>> START
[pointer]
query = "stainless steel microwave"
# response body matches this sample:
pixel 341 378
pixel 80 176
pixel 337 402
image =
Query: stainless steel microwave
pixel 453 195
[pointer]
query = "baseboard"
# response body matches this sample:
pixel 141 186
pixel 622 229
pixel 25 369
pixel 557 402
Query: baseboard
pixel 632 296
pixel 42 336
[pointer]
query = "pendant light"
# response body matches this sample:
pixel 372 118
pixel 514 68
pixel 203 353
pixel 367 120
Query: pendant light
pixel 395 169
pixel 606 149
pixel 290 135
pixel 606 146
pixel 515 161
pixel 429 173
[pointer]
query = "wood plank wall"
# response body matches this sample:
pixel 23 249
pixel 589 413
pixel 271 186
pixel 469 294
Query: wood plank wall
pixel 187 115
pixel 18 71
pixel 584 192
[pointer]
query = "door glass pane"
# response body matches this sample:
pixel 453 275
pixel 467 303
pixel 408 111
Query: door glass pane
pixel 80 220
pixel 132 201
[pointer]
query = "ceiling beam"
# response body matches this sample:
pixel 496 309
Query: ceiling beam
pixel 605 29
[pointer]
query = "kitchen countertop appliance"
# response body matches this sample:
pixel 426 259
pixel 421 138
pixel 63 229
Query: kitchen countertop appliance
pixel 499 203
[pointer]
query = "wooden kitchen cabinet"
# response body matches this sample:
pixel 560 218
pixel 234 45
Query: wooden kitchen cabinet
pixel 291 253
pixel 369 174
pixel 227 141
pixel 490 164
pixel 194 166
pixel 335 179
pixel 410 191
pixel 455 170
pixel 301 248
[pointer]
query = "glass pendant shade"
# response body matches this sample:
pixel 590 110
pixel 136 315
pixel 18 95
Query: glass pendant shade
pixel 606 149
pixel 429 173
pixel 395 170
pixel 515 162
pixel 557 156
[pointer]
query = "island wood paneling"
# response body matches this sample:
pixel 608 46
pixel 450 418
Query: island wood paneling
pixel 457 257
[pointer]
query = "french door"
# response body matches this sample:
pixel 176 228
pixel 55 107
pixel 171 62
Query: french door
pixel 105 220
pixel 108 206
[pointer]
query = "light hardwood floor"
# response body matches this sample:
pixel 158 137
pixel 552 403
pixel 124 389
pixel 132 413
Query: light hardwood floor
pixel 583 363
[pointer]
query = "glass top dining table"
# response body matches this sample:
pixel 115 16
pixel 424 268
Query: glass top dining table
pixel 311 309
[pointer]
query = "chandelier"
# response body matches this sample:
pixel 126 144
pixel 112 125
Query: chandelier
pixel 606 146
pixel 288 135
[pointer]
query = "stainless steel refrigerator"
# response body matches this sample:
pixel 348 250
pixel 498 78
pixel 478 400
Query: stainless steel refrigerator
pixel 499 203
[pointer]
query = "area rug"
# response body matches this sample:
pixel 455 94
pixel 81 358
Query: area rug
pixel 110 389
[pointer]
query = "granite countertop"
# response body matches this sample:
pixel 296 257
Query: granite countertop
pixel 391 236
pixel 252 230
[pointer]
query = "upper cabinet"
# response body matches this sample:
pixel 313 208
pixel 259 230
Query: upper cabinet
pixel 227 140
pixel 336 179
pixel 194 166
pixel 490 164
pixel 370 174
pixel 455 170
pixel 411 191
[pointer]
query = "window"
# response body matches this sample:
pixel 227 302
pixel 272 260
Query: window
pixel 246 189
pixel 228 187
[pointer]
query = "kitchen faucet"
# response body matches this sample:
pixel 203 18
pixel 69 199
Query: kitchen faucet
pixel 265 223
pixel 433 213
>> END
>> START
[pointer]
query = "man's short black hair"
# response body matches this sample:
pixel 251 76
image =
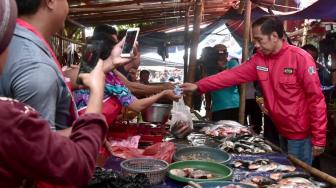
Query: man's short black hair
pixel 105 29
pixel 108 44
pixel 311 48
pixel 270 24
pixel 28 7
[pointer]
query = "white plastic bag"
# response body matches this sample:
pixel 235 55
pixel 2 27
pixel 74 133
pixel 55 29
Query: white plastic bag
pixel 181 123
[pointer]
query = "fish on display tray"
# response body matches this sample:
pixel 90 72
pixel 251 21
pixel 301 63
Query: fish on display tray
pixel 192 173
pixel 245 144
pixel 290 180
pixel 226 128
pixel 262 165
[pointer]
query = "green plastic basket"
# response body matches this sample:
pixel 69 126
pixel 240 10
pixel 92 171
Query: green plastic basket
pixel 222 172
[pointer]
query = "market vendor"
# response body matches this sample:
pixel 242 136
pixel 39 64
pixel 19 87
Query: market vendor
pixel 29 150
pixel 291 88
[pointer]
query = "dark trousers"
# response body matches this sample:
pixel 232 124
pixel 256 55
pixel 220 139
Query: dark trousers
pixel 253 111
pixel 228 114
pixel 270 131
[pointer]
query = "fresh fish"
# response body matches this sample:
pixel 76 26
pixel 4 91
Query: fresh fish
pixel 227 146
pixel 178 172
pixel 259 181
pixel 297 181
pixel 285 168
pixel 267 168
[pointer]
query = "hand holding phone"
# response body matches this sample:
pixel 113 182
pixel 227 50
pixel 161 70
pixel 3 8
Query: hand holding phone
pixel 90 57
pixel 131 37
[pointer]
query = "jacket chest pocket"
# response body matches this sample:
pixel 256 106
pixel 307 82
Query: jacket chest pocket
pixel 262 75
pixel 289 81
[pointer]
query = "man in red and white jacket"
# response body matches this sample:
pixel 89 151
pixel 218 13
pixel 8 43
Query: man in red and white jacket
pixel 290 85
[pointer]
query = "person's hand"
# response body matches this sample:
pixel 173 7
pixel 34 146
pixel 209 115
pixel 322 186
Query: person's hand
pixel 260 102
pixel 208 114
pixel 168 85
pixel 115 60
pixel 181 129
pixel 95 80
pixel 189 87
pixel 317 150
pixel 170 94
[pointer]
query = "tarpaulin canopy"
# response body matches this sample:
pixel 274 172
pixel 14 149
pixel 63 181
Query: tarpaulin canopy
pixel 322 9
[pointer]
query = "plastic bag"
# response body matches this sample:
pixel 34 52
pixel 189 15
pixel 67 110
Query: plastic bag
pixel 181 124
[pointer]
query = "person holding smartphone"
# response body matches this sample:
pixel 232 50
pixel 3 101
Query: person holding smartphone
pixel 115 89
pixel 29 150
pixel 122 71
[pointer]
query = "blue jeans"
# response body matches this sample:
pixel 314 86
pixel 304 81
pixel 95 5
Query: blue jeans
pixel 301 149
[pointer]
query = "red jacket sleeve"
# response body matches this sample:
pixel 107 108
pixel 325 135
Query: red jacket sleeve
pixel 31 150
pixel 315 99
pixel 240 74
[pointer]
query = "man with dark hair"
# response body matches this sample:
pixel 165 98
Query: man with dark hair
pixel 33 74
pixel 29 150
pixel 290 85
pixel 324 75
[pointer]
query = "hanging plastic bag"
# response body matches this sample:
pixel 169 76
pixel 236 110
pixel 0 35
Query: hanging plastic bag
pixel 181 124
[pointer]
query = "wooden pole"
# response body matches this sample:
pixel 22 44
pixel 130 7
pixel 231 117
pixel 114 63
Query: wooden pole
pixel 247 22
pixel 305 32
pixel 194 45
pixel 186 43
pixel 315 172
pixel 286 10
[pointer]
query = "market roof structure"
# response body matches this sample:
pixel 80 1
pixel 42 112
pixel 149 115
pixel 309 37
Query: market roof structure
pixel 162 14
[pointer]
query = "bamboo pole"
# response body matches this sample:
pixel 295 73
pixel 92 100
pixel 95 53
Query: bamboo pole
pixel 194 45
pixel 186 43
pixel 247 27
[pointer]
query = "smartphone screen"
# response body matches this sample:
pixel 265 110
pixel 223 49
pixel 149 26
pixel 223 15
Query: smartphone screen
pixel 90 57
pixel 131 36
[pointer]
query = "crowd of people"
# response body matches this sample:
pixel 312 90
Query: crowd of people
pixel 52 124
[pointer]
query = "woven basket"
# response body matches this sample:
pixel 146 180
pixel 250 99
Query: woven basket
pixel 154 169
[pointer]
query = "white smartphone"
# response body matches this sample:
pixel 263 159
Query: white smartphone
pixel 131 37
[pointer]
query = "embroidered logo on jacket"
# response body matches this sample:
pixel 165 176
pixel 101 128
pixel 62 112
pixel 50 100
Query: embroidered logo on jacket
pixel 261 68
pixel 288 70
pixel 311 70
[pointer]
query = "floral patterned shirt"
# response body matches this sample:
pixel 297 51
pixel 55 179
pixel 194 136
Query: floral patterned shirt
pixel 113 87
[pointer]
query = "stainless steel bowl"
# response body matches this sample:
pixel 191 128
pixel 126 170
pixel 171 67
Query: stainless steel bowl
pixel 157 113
>> END
THE EXERCISE: Locate every line above that contains the word "market" and copy each of those lines.

THE SOLUTION:
query = "market vendor"
Query: market vendor
query = "market roof structure"
Query: market roof structure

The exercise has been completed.